- [TASK SET]:
• A. Please return the passage of the differential equation forum thread from "well...\[-\sin^2x+\sin x+\cos^2x+\tan x(-\sin^2x+\sin" up to and including "work. thank you!!", copied word for word.
• B. In the differential equation forum thread, what initial value is given for y(0)?

Question

diff eqns: y=sinxcosx-cosx; y(0)=-1; show y is a soln of y'+tan(x)y'=cos^2(x). where y'=-sin^2(x)+sinx+cos^2(x).

Answer 1

y'+tan(x)y=cos^2(x)
^ is that y supposed to have a ' on it or was that a typo?

Answer 2

yes, both y in the diff eq should have a prime on it.

Answer 3

well either way you just plug in the given solution and check that it is true:
y'+tan(x)y'=cos^2(x)
we are given that
y'=-sin^2(x)+sinx+cos^2(x)
now just sub that into the DE:
-sin^2(x)+sinx+cos^2(x)+tan(x)(-sin^2(x)+sinx+cos^2(x))=cos^2(x)
and check to see if it turns out to be true

Answer 4

yes, i did but couldn't get it to work out. i used various trig ids to try to make it work....but could n't get it

Answer 5

ok let me try...

Answer 6

thank you!!

Answer 7

well...\[-\sin^2x+\sin x+\cos^2x+\tan x(-\sin^2x+\sin x+\cos^2x)\neq\cos^2x\]according to the wolf

Answer 8

http://www.wolframalpha.com/input/?i=simplify+-sin%5E2%28x%29%2Bsinx%2Bcos%5E2%28x%29%2Btan%28x%29%28-sin%5E2%28x%29%2Bsinx%2Bcos%5E2%28x%29%29

Answer 9

huh. ok. well, that makes sense then that i couldnt' get it to work. thank you!!

Answer 10

welcome, good luck finding your typo or whatever :P

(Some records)

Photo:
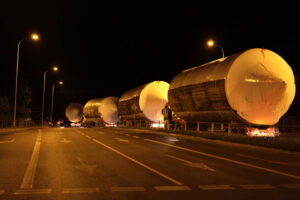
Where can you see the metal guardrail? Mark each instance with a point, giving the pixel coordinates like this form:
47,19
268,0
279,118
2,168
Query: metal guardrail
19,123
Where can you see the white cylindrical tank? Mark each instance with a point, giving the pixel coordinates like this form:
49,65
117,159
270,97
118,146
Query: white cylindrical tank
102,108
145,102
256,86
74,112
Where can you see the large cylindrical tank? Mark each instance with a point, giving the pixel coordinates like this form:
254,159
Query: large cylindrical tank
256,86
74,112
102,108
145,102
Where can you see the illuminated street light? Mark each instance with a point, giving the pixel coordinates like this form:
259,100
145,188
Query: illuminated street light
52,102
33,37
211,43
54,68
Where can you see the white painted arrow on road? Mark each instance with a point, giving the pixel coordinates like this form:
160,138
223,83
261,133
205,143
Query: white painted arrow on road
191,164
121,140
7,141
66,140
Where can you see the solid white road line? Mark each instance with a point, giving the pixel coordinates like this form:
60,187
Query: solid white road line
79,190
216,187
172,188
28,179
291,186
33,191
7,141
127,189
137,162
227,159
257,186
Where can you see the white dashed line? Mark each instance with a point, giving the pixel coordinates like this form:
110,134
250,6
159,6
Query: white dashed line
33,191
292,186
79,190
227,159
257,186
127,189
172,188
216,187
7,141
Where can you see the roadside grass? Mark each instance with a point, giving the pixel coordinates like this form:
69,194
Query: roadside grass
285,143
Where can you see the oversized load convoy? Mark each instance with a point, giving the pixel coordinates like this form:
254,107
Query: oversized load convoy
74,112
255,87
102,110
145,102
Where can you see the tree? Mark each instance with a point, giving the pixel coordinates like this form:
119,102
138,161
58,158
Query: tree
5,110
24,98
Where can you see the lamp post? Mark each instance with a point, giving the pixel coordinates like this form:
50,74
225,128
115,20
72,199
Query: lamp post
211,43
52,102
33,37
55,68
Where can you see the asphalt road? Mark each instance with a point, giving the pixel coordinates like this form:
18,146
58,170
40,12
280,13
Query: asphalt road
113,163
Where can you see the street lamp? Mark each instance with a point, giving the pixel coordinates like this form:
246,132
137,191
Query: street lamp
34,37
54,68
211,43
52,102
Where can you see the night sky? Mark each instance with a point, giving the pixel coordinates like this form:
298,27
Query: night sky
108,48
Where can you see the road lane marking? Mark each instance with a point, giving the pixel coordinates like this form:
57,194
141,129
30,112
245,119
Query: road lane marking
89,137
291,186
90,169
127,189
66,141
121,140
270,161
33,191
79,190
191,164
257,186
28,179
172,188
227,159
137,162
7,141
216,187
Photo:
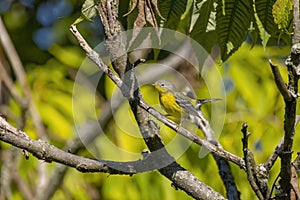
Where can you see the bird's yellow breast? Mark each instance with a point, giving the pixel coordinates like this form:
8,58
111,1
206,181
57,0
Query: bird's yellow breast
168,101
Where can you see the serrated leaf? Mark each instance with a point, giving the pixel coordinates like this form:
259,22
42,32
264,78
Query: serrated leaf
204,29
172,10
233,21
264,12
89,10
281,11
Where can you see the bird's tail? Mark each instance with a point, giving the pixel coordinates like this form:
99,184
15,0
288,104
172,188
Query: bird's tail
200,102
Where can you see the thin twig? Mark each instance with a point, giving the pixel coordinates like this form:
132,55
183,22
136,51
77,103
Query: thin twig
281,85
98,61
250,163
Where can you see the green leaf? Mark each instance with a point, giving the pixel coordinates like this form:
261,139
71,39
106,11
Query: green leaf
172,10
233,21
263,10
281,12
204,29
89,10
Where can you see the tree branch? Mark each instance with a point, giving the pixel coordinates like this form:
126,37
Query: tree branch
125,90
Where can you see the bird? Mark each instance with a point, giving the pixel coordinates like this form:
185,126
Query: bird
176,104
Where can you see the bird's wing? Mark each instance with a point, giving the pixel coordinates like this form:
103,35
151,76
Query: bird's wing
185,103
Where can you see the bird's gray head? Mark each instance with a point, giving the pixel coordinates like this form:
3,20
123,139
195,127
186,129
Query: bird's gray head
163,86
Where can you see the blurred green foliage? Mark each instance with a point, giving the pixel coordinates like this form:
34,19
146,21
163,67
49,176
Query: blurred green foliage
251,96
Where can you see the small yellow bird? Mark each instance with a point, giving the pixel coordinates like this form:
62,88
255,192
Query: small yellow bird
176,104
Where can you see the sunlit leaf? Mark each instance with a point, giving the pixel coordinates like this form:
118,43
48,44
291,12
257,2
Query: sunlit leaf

- [ANSWERS FOR THIS EXERCISE]:
• A.
well...\[-\sin^2x+\sin x+\cos^2x+\tan x(-\sin^2x+\sin x+\cos^2x)\neq\cos^2x\]according to the wolf

Answer 8

http://www.wolframalpha.com/input/?i=simplify+-sin%5E2%28x%29%2Bsinx%2Bcos%5E2%28x%29%2Btan%28x%29%28-sin%5E2%28x%29%2Bsinx%2Bcos%5E2%28x%29%29

Answer 9

huh. ok. well, that makes sense then that i couldnt' get it to work. thank you!!

• B. y(0) = -1